--- Brano di testo ---
Siamo stati in visita al Museo Bartali di Firenze proprio a pochi giorni dalla partenza del Tour de France. Un’evento unico che investe il capoluogo toscano di quell’aurea magica che soltanto la corsa a tappe ciclistica francese riesce a donare ai luoghi che la ospitano. Un’evento planetario che per la prima volta nella sua ultracentenaria storia vede il “Grand Depart” dall’Italia. Il Museo dedicato all’indimenticato e indimenticabile campione vede al suo interno cimeli di una carriera straordinaria che ha saputo emozionare non solo all’interno della sfera sportiva.

Bartali infatti è stato anche nominato Giusto fra le Nazioni per la sua attività solidale nei confronti degli ebrei durante la Seconda Guerra Mondiale. Grazie al suo impegno e alla sua enorme umanità infatti il campione ha messo al servizio della causa ebraica il suo servizio riuscendo a fornire un aiuto che ha permesso di salvare innumerevoli vite umane. Il Museo è stato per l’occasione -la partenza del Tour da Firenze– addobbato a festa. Sono presenti infatti, in veste straordinaria, cimeli di tutti i corridori italiani in grado di vincere negli anni la più importante corsa ciclistica mondiale. Ma il pezzo forte è e resta l’enorme collezione di biciclette da corsa e da lavoro che testimonia l’evoluzione della tecnologia e del design applicato alla progettazione del mezzo a pedali.
--- Dati forniti ---
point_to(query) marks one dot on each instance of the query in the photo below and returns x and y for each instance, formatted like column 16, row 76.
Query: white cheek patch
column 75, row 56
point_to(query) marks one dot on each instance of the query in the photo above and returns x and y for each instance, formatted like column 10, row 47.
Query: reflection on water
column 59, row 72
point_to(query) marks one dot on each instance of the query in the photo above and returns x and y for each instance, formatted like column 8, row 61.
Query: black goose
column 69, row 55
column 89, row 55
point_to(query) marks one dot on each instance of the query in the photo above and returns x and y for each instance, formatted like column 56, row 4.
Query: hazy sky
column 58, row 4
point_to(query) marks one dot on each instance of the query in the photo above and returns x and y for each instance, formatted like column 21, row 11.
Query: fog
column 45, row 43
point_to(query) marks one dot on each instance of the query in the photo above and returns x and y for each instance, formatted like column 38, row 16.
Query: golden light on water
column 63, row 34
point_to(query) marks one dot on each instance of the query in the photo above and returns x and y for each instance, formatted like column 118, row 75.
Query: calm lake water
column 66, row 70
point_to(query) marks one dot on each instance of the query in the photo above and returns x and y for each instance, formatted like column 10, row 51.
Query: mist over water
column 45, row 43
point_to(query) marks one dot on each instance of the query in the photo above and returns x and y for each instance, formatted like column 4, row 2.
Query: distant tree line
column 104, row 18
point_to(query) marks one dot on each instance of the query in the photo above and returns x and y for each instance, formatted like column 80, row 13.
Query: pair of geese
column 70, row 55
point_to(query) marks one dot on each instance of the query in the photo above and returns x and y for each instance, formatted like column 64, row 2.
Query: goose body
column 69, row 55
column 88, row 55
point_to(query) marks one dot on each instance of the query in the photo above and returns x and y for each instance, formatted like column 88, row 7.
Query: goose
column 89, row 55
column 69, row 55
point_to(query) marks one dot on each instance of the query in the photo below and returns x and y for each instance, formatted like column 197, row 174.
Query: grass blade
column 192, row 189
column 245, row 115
---
§ Consegna: Riprendi il brano sul Museo Bartali di Firenze e proseguilo a partire dalla sua ultima frase.

§ Risposta:
Museo Bartali Firenze: un’enciclopedia della bici da corsa

Il Museo è posto al piano superiore di un edificio che sorge al centro del paese di Ponte a Ema. Qui Bartali ebbe i natali il 18 luglio 1914. Vicino il piccolo Circolo Arci serve a rendere ancor più caratteristico l’ingresso all’esposizione. Una mattinata di sole entra dalle ampie finestre e inonda in controluce i cimeli che fanno mostra di se appesi alle pareti, sospesi nel vuoto o alzati si piedistalli. Colore ovunque. Colore delle maglie che circondano cartelli che spiegano l’esposizione, colore delle biciclette che sorgono alla vista ovunque questa si posi. Il giallo emerge più di altri e le maglie di questo colore circondano l’area espositiva al centro del salone principale. Sono le maglie di Bottecchia, Bartali, Coppi, Nencini, Gimondi, Pantani e Nibali. Gli eroi italiani in grado di riportare a casa il prezioso vessillo, simbolo del successo al Tour de France.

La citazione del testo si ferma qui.